[Text provided]:
-- Opening Marker --
Three Ways AI Can Transform the Claims Experience
The claims experience is a critical moment of truth, and one bad experience can cause customers to switch carriers. The growing role of AI in the insurance sector can completely transform claims or service rep conversations with customers, driving efficiency and delightful customer and employee experiences through an insurance organization.
AI Can Improve Response Times
In a recent study of what drives customer satisfaction in claims, Hi Marley found that timeliness of service and resolution is one of the top drivers of a 5-star customer experience. However, 21 percent of 1-star surveys occurred when a policyholder had to wait too long for a response.
While adjusters handle multiple cases simultaneously, AI can help employees prioritize which customer to handle first based on interpreting the nature of the incoming request, such as whether a policyholder is unhappy, if a question has been left unanswered for too long, or how severe the claim is.
AI Can Influence the Arc of Conversations
Furthermore, Hi Marley’s study revealed that the adjuster’s attitude and approach have the most significant impact on customer satisfaction. AI can also assist in this area. In terms of the conversation itself, AI models can be trained to coach employees by offering suggested responses to customers or the next best action for the employee based on what has driven positive outcomes historically.
This can help inexperienced reps avoid errors and steer conversations in a way that delivers the best customer experience, ensuring customers feel heard and provided for throughout the claims process.
AI Can Create Efficiencies at FNOL
Another opportunity lies with First Notice of Loss (FNOL).
Hi Marley’s recent survey found that policyholders want to use their voice to tell their story, with nearly 70 percent of respondents initially reporting their incident via a phone call, either to their agent or carrier. With this channel, customers can easily share every detail about what happened to them —how the accident occurred, their property or automobile status, if they were injured, and more. The claim is typically then triaged (manually or via automation) to an adjuster, who must collect photos, build an estimate, identify fraud, and more.
Generative AI can automate all of this in a single step.
-- Closing Marker --
[Extracted data]:
-- Opening Marker --
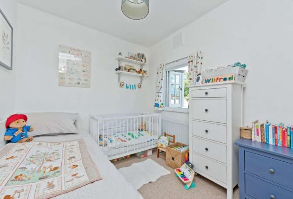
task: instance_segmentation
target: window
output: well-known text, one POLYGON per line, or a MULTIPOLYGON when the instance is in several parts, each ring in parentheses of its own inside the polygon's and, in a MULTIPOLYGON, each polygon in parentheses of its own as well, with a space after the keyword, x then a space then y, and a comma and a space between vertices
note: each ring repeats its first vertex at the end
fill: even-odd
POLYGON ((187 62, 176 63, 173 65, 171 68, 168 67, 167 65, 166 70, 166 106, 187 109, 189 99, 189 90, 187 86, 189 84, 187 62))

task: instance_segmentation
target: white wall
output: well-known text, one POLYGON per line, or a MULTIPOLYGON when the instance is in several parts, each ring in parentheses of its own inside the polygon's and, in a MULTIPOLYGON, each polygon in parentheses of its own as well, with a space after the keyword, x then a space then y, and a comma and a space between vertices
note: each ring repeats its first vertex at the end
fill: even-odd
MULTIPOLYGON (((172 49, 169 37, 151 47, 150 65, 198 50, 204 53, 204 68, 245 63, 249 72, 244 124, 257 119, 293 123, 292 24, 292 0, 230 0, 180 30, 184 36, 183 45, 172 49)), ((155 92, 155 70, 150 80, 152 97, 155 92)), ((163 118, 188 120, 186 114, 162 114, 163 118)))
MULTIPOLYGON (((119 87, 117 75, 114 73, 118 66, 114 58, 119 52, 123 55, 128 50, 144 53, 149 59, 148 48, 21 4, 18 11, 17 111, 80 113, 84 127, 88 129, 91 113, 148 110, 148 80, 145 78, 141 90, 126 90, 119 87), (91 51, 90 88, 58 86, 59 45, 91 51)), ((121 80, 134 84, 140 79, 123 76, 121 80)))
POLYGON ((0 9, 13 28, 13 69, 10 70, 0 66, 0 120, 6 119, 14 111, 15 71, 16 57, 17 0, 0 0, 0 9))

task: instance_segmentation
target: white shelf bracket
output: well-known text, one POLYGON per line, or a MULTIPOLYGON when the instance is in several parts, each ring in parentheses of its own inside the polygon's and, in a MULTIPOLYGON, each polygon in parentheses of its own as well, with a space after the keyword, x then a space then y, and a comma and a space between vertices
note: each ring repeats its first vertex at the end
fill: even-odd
-- Closing Marker --
-- Opening Marker --
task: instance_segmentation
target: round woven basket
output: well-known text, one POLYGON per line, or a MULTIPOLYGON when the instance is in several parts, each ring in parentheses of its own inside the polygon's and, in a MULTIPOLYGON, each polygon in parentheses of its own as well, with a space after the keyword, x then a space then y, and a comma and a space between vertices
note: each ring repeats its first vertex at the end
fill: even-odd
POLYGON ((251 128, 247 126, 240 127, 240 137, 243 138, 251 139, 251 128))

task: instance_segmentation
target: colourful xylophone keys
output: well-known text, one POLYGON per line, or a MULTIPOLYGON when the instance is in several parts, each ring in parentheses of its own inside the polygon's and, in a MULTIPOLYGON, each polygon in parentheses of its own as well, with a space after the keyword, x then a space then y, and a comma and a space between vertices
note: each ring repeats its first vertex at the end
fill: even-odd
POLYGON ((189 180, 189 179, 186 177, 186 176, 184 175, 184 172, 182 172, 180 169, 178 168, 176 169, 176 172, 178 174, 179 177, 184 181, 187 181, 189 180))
-- Closing Marker --
[Tasks for this exercise]:
a. Answer these questions using the claims article:
(i) What percentage of 1-star surveys occurred when a policyholder had to wait too long for a response?
(ii) According to Hi Marley's study, what has the most significant impact on customer satisfaction?
(iii) About what share of survey respondents initially reported their incident by phone call?
b. Print the passage of the claims article from "Hi Marley’s recent" up to and including "fraud, and more.".
The rows are separate material and stand apart from the claims article.

[Task solutions]:
a.
(i) 21 percent.
(ii) The adjuster's attitude and approach.
(iii) Nearly 70 percent.

b.
Hi Marley’s recent survey found that policyholders want to use their voice to tell their story, with nearly 70 percent of respondents initially reporting their incident via a phone call, either to their agent or carrier. With this channel, customers can easily share every detail about what happened to them —how the accident occurred, their property or automobile status, if they were injured, and more. The claim is typically then triaged (manually or via automation) to an adjuster, who must collect photos, build an estimate, identify fraud, and more.